Dataset items

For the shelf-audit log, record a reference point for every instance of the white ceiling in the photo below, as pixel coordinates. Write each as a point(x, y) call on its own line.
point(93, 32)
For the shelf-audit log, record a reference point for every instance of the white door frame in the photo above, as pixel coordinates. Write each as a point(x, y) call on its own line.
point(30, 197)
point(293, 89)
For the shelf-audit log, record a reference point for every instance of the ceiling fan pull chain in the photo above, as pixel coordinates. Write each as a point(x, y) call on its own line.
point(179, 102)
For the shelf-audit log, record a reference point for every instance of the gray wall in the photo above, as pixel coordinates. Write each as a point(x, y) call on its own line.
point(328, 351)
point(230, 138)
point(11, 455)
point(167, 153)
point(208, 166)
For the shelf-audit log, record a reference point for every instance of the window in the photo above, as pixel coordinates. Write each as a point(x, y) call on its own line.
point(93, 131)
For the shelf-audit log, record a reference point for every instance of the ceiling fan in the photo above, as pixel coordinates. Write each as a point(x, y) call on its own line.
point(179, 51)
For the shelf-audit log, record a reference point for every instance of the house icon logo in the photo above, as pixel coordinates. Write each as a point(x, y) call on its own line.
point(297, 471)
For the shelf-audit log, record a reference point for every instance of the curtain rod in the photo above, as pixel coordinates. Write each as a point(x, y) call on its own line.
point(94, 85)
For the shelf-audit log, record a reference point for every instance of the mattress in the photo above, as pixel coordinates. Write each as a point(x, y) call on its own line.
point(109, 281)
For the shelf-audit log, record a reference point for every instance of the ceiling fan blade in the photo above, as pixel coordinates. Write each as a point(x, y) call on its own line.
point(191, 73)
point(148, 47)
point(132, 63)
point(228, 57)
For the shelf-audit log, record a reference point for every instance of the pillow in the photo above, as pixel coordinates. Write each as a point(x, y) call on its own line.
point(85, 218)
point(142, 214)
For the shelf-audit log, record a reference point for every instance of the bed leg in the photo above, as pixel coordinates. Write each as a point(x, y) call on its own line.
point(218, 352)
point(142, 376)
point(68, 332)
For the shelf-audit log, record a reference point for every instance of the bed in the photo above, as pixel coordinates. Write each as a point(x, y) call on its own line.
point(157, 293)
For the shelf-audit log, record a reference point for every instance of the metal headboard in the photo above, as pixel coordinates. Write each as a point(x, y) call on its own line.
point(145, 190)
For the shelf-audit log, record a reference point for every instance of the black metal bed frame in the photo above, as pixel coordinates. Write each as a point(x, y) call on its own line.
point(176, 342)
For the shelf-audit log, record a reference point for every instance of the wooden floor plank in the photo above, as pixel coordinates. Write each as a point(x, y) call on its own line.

What the task requires: Begin at the line that contains "of the curtain" and stop after the line that contains "point(94, 85)", then write those lines out again with the requests left unchanged. Multiply each coordinate in the answers by 2.6 and round to a whole number, with halves going up.

Task output:
For the shelf-audit log, record a reference point for every instance of the curtain rod in the photo above, as pixel coordinates. Write each as a point(x, y) call on its own line.
point(244, 221)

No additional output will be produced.